→ **Exercise requirements**
When you return the data, keep every word exact and include none of the images.

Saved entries
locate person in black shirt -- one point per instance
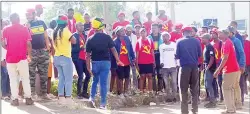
(210, 67)
(99, 47)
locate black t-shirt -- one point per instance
(209, 52)
(99, 46)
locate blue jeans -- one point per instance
(209, 84)
(82, 68)
(64, 67)
(100, 70)
(5, 81)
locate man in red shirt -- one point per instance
(175, 35)
(147, 25)
(121, 21)
(16, 36)
(230, 71)
(145, 60)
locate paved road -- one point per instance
(53, 108)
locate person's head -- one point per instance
(14, 18)
(53, 24)
(70, 13)
(204, 29)
(234, 24)
(232, 31)
(155, 28)
(143, 33)
(205, 38)
(98, 25)
(149, 15)
(137, 28)
(187, 31)
(30, 14)
(136, 15)
(120, 32)
(223, 34)
(165, 36)
(39, 9)
(214, 33)
(178, 27)
(129, 30)
(162, 12)
(79, 27)
(194, 31)
(121, 16)
(86, 17)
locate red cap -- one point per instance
(38, 6)
(30, 11)
(187, 29)
(120, 14)
(179, 26)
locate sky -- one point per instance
(185, 13)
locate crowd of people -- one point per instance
(156, 57)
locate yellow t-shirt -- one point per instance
(63, 45)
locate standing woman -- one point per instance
(63, 38)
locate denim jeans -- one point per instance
(81, 68)
(209, 84)
(65, 70)
(100, 70)
(5, 82)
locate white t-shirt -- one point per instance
(3, 54)
(167, 55)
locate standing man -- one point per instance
(99, 47)
(121, 21)
(169, 64)
(71, 21)
(39, 11)
(149, 23)
(188, 51)
(40, 53)
(155, 36)
(175, 35)
(230, 71)
(16, 36)
(241, 59)
(210, 67)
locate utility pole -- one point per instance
(232, 11)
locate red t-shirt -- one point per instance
(82, 53)
(175, 36)
(16, 37)
(231, 64)
(123, 24)
(247, 51)
(145, 52)
(147, 26)
(217, 48)
(124, 54)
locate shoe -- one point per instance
(62, 100)
(210, 105)
(15, 102)
(29, 101)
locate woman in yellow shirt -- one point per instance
(62, 38)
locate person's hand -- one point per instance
(119, 63)
(162, 65)
(242, 70)
(216, 73)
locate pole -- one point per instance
(232, 11)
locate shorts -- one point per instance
(146, 68)
(123, 72)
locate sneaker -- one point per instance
(62, 101)
(15, 102)
(210, 105)
(29, 101)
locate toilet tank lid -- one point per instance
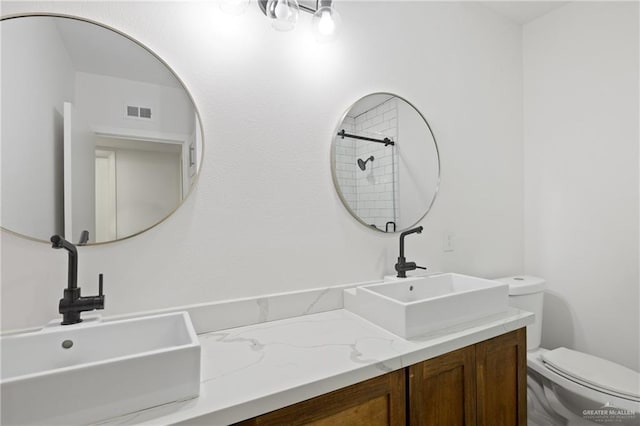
(597, 372)
(523, 284)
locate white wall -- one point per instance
(34, 88)
(581, 175)
(265, 216)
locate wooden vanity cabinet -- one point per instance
(378, 401)
(501, 380)
(442, 390)
(483, 384)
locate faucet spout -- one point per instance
(416, 230)
(402, 266)
(72, 303)
(57, 242)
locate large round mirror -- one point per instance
(385, 163)
(100, 140)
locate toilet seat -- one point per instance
(593, 372)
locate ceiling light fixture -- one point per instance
(284, 15)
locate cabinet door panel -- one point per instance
(502, 380)
(378, 401)
(442, 390)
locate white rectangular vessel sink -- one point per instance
(411, 307)
(83, 373)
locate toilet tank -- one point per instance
(526, 293)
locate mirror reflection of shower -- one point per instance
(363, 164)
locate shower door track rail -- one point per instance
(386, 141)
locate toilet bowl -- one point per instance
(567, 387)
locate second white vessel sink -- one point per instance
(80, 374)
(411, 307)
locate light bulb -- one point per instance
(281, 10)
(283, 14)
(326, 23)
(326, 26)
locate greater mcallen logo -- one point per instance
(608, 414)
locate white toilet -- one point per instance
(567, 387)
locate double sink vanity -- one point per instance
(432, 349)
(429, 348)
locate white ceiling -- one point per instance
(523, 12)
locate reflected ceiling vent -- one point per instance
(138, 112)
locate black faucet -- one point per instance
(403, 266)
(72, 303)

→ **Response for this exercise**
locate person in black shirt -- one point per instance
(210, 67)
(99, 47)
locate black t-shirt -- one point per instance
(209, 52)
(99, 46)
locate blue jeans -- one point per instance
(209, 84)
(82, 68)
(64, 67)
(100, 70)
(5, 81)
locate man in red shirt -- one point per instance
(175, 35)
(147, 25)
(121, 21)
(16, 36)
(230, 71)
(145, 60)
locate paved road -- one point per instance
(53, 108)
locate person's head -- one point per instance
(14, 18)
(53, 24)
(70, 13)
(204, 29)
(234, 24)
(232, 31)
(155, 28)
(143, 33)
(205, 38)
(98, 25)
(149, 15)
(137, 28)
(187, 31)
(30, 14)
(136, 15)
(120, 32)
(223, 34)
(165, 36)
(39, 9)
(214, 33)
(178, 27)
(129, 30)
(162, 12)
(79, 27)
(194, 31)
(121, 16)
(86, 17)
locate red cap -- one point per instance
(38, 6)
(30, 11)
(187, 29)
(120, 14)
(179, 26)
locate sky -- one point per instance
(185, 13)
locate crowd of people -- one point per instance
(156, 57)
locate yellow t-shirt -- one point per instance
(63, 45)
locate standing woman -- one point per instance
(63, 38)
locate denim jeans -- one point per instance
(81, 68)
(209, 84)
(65, 70)
(100, 70)
(5, 82)
locate white t-shirt -- one point per instance
(3, 54)
(167, 55)
locate standing man -- one point per instance
(99, 47)
(121, 21)
(169, 64)
(71, 21)
(39, 11)
(149, 23)
(188, 51)
(40, 53)
(155, 36)
(175, 35)
(230, 71)
(16, 36)
(241, 59)
(210, 67)
locate utility pole -- one point per instance
(232, 11)
locate red t-shirt -- one point per instance
(82, 53)
(175, 36)
(16, 37)
(231, 64)
(123, 24)
(247, 51)
(145, 52)
(147, 26)
(217, 48)
(124, 54)
locate shoe -- one point per instance
(62, 100)
(210, 105)
(15, 102)
(29, 101)
locate woman in yellow shirt -- one point per instance
(62, 38)
locate person's hand -- one point per instance
(119, 63)
(162, 65)
(242, 70)
(216, 73)
locate pole -- one point per instance
(232, 11)
locate shorts -- one point per instance
(146, 68)
(123, 72)
locate sneaker -- one point per instance
(62, 101)
(15, 102)
(210, 105)
(29, 101)
locate toilet tank lid -- one point per instance
(597, 372)
(523, 284)
locate white wall -- one point per instance
(34, 88)
(581, 175)
(265, 216)
locate wooden vanity cabinet -- one point per instance
(378, 401)
(501, 380)
(442, 390)
(483, 384)
locate faucet spout -- one point per instance
(416, 230)
(402, 266)
(72, 303)
(57, 242)
locate large round mirror -- one point per instance
(385, 163)
(100, 140)
locate toilet seat -- one point per instance
(593, 372)
locate ceiling light fixture -- one point per instance
(284, 15)
locate cabinet door panel -- one point per instance
(502, 380)
(378, 401)
(442, 390)
locate white rectangular vessel sink -- one point per instance
(411, 307)
(83, 373)
locate toilet tank -- one point per instance
(526, 293)
locate mirror reflection of shower -- one point per instance
(363, 164)
locate shower door track rail -- one point per instance
(386, 141)
locate toilet bowl -- one point per instance
(567, 387)
locate second white vessel sink -- one point per instance
(80, 374)
(411, 307)
locate light bulb -- one point per instance
(281, 10)
(283, 14)
(326, 23)
(326, 26)
locate greater mcallen logo -- one point per instance
(608, 414)
locate white toilet -- one point per instance
(567, 387)
locate double sink vanity -- one point per instance
(432, 349)
(429, 348)
locate white ceiling -- one point per instance
(523, 12)
locate reflected ceiling vent -- one point per instance
(138, 112)
locate black faucet -- one point per instance
(403, 266)
(72, 303)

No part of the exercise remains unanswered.